• [Work to be completed] An exact repetition of the data below, without images, is the expected answer.

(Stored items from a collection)

####################

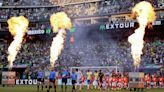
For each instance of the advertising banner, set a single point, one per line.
(8, 77)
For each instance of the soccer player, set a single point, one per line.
(74, 78)
(52, 79)
(79, 77)
(89, 75)
(155, 81)
(100, 77)
(161, 81)
(65, 75)
(40, 79)
(107, 79)
(95, 82)
(148, 81)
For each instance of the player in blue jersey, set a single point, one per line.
(40, 79)
(74, 78)
(52, 79)
(65, 75)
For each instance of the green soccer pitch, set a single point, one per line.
(23, 88)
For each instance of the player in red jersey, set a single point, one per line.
(82, 81)
(120, 83)
(125, 82)
(161, 82)
(148, 81)
(155, 81)
(107, 80)
(114, 82)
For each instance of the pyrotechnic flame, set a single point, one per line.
(17, 27)
(145, 14)
(59, 22)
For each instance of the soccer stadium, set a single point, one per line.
(81, 45)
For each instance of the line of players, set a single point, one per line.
(99, 79)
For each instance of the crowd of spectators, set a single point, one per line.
(104, 53)
(97, 8)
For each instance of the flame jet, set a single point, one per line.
(18, 28)
(60, 22)
(145, 15)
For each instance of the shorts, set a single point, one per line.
(101, 80)
(40, 80)
(64, 80)
(73, 82)
(52, 80)
(88, 81)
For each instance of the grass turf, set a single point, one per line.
(25, 88)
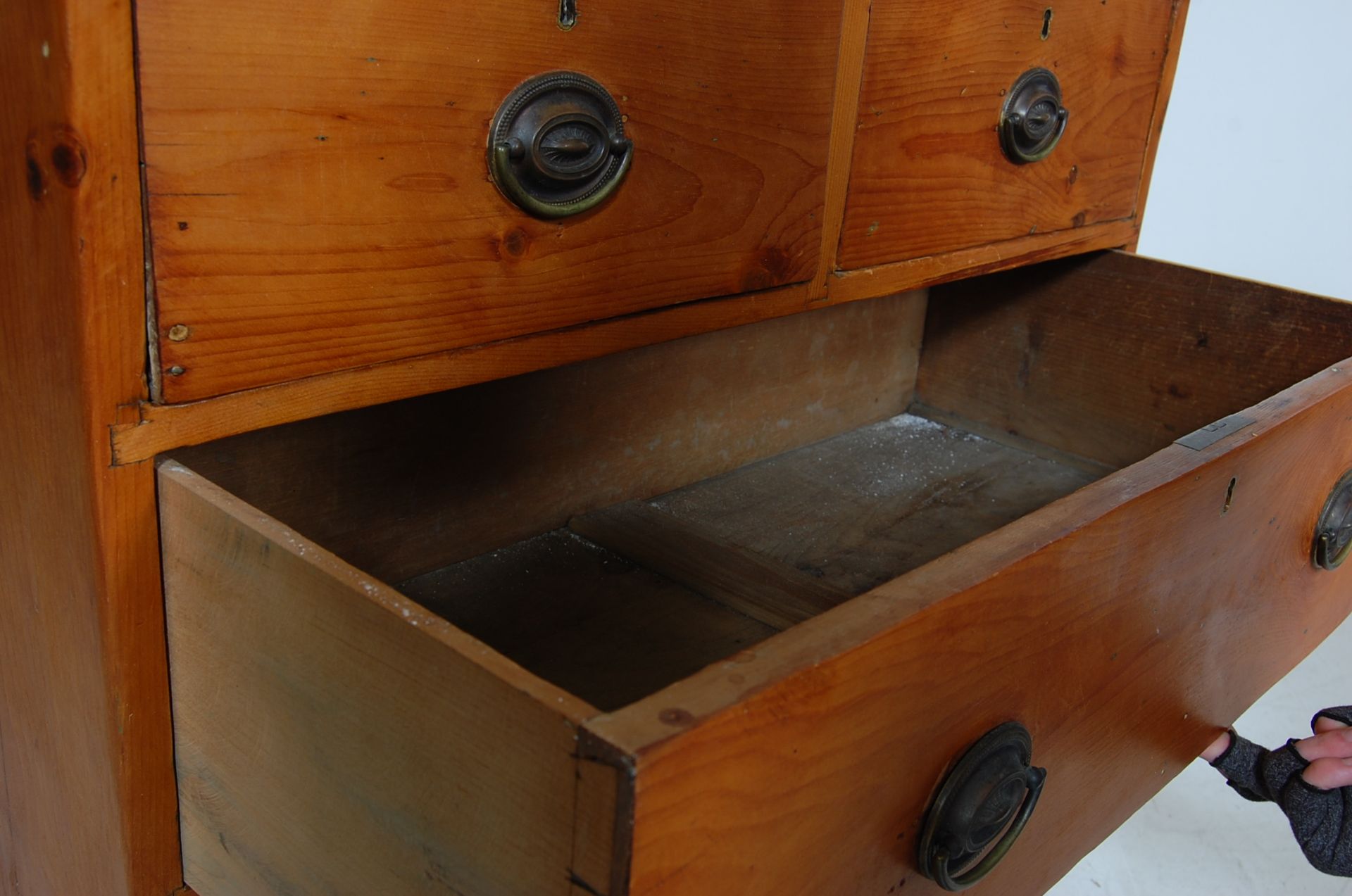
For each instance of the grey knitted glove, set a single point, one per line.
(1320, 819)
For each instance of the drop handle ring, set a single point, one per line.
(1033, 118)
(558, 146)
(990, 790)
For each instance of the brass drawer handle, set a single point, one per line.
(1334, 531)
(1033, 119)
(991, 787)
(558, 145)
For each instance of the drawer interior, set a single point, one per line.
(618, 524)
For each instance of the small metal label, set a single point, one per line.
(1213, 433)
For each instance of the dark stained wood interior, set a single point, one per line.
(1113, 355)
(586, 619)
(405, 488)
(727, 487)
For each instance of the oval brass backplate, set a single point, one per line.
(1033, 119)
(558, 146)
(991, 788)
(1334, 531)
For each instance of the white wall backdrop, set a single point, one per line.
(1253, 179)
(1253, 176)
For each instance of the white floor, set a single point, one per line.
(1229, 199)
(1198, 838)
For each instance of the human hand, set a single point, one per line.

####################

• [Completed exercise]
For each instance of the advertising banner, set a single point, one per line.
(8, 77)
For each instance of the soccer player, set a single point, one per line.
(74, 78)
(52, 79)
(79, 77)
(89, 75)
(155, 81)
(100, 77)
(161, 81)
(65, 75)
(40, 79)
(107, 79)
(95, 82)
(148, 81)
For each instance of the player in blue jersey, set a single point, one per line.
(40, 79)
(74, 78)
(52, 79)
(65, 75)
For each instance of the green soccer pitch, set a single point, one per line.
(23, 88)
For each instance of the player in red jersey, set a single point, one per line.
(82, 81)
(120, 83)
(125, 82)
(161, 82)
(148, 81)
(155, 81)
(107, 80)
(114, 82)
For each instance of the pyrotechnic flame, set a single point, one per line.
(17, 27)
(145, 14)
(59, 22)
For each instance of the soccer stadium, set a single point, one per line.
(81, 45)
For each instance of the line of players, set a single point, one per line.
(99, 79)
For each instance of the crowd of spectators, set a single point, one per line.
(104, 53)
(97, 8)
For each instance of the flame jet, set a single point, one per line.
(18, 28)
(60, 22)
(145, 15)
For each instance of the shorts, set a single point, one per line.
(101, 80)
(40, 80)
(64, 80)
(73, 82)
(52, 80)
(88, 81)
For each instance of the grass turf, set a single point, one per line.
(25, 88)
For each instance of the grey knitted glove, set a single point, one per line.
(1320, 819)
For each instance of the drop handle ring, set a single point, one per line.
(1033, 118)
(558, 146)
(990, 790)
For each instance of the brass drawer handle, set a single point, one per line.
(1334, 531)
(1033, 119)
(991, 787)
(558, 145)
For each instance of the drawer interior, set a single point, one per line.
(618, 524)
For each instance of the small metal label, set a single point, one per line.
(1213, 433)
For each instance of the dark stained wood interior, set a single point, one per line.
(1113, 355)
(586, 619)
(405, 488)
(727, 487)
For each instance of the oval brass backplate, set a single point, one per line.
(1033, 119)
(558, 146)
(991, 788)
(1334, 531)
For each instance of the white wall backdrop, set a single point, one per line.
(1253, 179)
(1253, 176)
For each instance of the white floor, set a single point, one per line.
(1229, 199)
(1198, 838)
For each instance of the human hand, set a single point, one per line.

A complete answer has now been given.